◆ Exercise requirements: Reproduce word for word the part of the material below that runs from the line containing "Batch processing job — object class: oven door" down to the line containing "491 288 613 315", including both of those lines.

-- START Data provided --

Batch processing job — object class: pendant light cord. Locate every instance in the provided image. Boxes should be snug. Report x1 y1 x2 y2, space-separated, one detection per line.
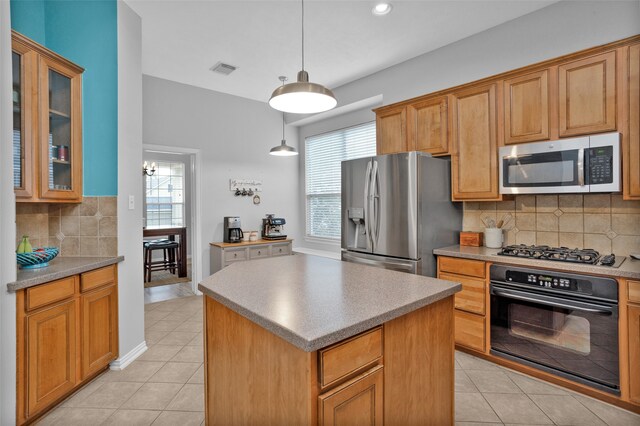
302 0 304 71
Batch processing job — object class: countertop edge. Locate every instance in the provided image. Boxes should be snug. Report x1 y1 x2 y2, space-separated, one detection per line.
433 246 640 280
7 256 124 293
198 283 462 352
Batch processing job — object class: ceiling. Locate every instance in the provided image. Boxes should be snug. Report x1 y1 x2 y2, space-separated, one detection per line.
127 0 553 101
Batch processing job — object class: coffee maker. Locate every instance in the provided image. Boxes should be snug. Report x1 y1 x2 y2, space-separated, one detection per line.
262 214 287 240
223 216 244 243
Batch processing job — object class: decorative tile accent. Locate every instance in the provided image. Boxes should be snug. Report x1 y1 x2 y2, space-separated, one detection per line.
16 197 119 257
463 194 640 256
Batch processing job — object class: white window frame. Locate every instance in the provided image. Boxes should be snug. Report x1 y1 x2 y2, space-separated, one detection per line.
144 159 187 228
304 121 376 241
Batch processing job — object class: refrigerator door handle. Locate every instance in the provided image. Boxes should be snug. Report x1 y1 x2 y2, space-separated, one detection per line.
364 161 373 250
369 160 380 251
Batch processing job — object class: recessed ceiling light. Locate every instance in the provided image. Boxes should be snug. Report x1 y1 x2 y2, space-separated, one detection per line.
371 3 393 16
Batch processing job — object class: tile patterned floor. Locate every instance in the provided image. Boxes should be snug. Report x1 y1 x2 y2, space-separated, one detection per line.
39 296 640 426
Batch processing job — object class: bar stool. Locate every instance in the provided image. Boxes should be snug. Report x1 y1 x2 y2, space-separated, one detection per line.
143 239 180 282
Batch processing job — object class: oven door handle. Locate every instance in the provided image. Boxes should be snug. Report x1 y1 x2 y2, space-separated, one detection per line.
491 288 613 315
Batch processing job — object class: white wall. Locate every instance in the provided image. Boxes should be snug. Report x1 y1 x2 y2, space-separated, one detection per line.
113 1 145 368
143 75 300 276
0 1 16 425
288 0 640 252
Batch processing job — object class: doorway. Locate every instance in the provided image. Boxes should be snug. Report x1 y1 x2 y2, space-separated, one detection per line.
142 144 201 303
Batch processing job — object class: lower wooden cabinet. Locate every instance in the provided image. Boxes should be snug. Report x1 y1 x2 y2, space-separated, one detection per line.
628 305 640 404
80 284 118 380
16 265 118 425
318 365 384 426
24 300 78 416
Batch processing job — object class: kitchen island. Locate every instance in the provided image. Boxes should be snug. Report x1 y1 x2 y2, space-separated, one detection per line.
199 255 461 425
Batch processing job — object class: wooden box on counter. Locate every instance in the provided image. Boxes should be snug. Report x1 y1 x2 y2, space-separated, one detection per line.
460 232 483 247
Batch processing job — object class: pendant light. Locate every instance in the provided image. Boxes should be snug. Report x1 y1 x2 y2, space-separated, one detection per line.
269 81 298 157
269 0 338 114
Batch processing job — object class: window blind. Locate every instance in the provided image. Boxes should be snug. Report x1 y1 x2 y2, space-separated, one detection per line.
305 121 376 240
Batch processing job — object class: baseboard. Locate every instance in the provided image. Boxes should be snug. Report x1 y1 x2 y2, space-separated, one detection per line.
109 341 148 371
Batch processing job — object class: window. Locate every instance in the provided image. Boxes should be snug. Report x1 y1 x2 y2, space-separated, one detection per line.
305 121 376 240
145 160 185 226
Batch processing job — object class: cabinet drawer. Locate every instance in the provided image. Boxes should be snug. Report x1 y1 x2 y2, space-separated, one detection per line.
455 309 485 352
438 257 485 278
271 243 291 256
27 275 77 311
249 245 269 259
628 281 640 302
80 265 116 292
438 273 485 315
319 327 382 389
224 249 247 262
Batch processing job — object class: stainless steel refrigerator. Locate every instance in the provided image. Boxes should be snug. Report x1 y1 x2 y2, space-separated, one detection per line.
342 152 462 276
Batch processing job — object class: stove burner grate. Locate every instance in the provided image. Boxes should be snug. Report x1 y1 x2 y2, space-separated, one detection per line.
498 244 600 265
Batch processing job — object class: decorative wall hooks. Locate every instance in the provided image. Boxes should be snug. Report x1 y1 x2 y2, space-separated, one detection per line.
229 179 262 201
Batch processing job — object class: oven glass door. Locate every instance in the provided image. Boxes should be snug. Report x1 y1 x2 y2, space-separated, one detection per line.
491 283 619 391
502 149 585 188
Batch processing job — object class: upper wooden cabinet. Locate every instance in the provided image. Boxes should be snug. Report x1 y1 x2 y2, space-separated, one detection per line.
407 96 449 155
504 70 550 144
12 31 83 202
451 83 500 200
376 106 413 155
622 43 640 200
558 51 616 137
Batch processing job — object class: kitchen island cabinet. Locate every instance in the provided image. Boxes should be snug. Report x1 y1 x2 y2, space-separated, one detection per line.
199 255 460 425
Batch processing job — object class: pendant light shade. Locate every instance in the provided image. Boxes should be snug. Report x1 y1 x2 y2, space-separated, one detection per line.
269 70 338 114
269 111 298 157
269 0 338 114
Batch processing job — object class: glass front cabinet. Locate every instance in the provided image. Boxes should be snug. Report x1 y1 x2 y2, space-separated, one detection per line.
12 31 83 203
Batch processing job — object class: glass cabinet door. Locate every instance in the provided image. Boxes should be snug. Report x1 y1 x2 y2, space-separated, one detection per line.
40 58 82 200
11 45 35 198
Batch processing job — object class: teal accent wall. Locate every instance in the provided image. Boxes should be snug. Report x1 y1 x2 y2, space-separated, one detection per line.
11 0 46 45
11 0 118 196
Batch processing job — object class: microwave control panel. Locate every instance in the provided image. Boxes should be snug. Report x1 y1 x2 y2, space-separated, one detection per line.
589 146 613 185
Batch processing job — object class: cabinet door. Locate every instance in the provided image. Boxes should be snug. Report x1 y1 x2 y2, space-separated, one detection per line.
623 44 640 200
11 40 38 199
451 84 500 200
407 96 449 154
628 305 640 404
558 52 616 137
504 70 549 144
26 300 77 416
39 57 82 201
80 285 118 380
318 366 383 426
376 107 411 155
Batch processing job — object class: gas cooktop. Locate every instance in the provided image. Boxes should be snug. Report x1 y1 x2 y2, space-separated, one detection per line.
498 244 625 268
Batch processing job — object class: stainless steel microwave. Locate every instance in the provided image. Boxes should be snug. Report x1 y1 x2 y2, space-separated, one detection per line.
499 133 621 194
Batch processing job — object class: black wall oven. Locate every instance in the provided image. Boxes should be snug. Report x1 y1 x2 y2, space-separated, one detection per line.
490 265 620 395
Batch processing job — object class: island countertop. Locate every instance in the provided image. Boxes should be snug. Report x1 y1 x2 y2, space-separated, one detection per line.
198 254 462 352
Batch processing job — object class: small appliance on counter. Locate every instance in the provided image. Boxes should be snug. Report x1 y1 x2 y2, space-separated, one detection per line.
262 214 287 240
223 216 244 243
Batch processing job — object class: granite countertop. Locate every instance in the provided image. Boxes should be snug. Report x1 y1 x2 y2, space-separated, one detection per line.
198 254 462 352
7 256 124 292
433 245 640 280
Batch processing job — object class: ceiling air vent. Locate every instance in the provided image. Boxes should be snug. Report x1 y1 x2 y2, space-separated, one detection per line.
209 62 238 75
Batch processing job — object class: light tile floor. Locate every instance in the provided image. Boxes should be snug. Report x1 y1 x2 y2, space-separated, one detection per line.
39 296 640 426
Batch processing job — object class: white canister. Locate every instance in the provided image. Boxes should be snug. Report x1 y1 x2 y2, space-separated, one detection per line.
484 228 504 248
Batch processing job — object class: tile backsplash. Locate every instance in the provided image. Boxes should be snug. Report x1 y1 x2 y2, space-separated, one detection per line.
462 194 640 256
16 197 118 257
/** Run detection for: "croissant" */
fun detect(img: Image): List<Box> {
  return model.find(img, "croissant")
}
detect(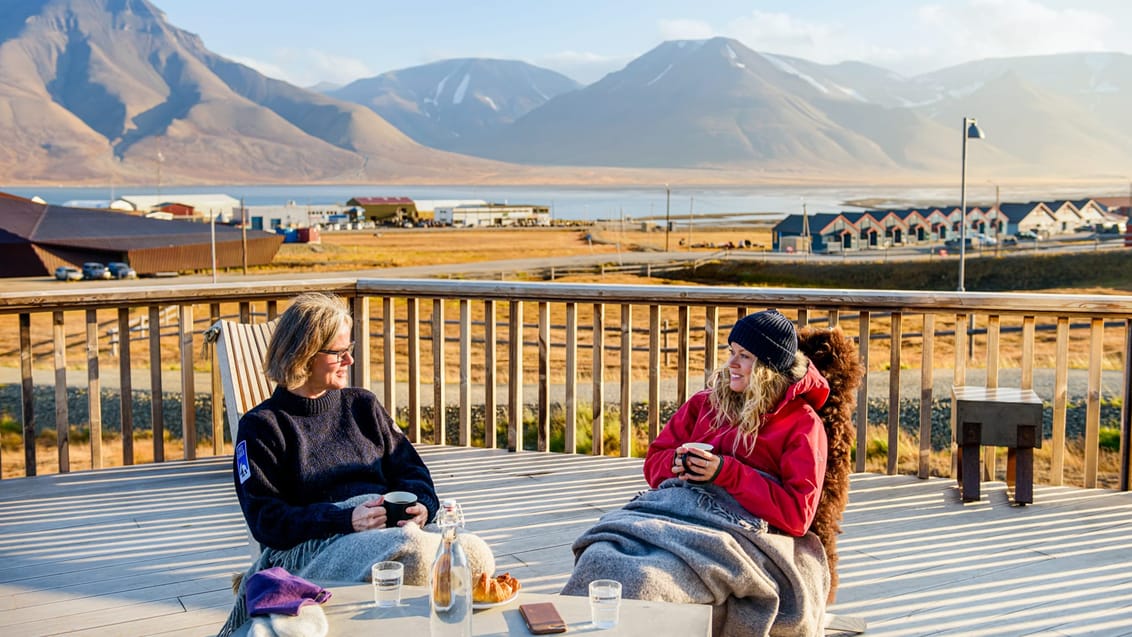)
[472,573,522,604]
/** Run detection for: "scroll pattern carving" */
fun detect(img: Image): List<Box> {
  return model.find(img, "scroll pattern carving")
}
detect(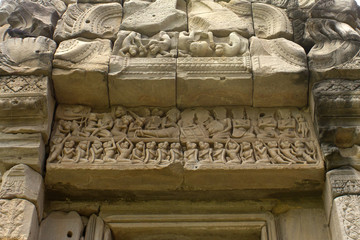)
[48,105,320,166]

-- END Data provided --

◆ Output:
Batch processing job — object class: oven door handle. Locate every instance in the provided image. Boxes should be snug. Report x1 y1 x2 y2, space-separated, one detection per line.
491 288 613 315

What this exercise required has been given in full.